Estratto scelto:
Esplorata in ogni sua parte da una bibliografia vastissima, la piú ricca in assoluto tra gli autori della nostra letteratura,
la vita e l'opera di Dante Alighieri continuano ad attirare l’attenzione di studiosi e interpreti: difficile, quindi, una ricognizione onnicomprensiva delle infinite proposte di quella vicenda artistica e filosofica insieme. Anzi la ricchezza innovativa di Dante emerge via via con maggiore chiarezza al momento della scelta del volgare italiano come lingua della poesia e della cultura in genere, senza ulteriori indugi e con una consapevolezza ineccepibile, assolutamente moderna.
Gli anni compresi tra il 1283 e il 1295 sono quelli in cui Dante compone la maggior parte della sua produzione lirica giovanile, che comprende oltre alla
Vita nuova anche
Il Fiore e il
Detto d’Amore, due poemetti a lui attribuiti dalla critica.

Dati registrati:
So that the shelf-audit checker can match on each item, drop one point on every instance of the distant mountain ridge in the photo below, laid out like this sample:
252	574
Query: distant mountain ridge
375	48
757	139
---
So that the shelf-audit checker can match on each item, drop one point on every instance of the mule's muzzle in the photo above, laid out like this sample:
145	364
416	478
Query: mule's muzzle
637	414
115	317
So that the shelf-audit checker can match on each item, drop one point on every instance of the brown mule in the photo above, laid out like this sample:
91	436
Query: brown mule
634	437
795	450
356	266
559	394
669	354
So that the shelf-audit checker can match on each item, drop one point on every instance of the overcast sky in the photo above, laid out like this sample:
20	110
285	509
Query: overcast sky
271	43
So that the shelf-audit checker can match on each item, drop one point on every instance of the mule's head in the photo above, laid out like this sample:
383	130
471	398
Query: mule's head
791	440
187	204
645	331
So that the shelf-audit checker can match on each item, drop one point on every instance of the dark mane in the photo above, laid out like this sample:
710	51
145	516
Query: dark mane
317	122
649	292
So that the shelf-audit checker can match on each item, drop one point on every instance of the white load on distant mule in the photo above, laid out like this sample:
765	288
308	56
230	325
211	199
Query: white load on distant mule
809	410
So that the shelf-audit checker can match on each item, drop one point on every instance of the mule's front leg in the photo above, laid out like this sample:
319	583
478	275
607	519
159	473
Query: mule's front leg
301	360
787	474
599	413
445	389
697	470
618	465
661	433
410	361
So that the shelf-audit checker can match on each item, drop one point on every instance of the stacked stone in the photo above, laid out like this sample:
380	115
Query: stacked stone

Da svolgere: Prosegui il testo su Dante Alighieri dopo la frase che termina con «attribuiti dalla critica».

Risposta:
L’esperienza intellettuale di Dante viene profondamente segnata dal motivo biografico dell’esilio, che matura in
un quadro di violenti conflitti politici, e tuttavia sopportato con dignità e fermezza morale. Questa vicenda produsse una lacerazione affettiva e personale oltre che materiale ed economica, mentre cresceva, nella sensibilità dell’intellettuale «sradicato», la convinzione di essere una vittima delle fazioni e del loro gioco violento per il potere. Ma sopra ogni altro aspetto, la tragedia dell’esilio operò in Dante nella direzione di un reale sganciamento culturale da Firenze, e provocò sul versante letterario una forte accelerazione nel processo di superamento dello stilnovismo giovanile, con la crescita di una problematica sovra-municipale e etico-civile della letteratura.
Lo svolgimento di contenuti linguistici e filosofici nel
De vulgari eloquentia e nel
Convivio segnava un’intenzione chiara dello scrittore: ridefinire gli strumenti di un percorso inevitabile a fianco del volgare come lingua di grande dignità letteraria, e insieme prendere coscienza che queste premesse corrispondevano a una trasformazione in senso laico della cultura. La creazione di una letteratura extra-municipale parte proprio dalla scelta del volgare in quanto strumento di divulgazione e di apertura al nuovo ceto intellettuale.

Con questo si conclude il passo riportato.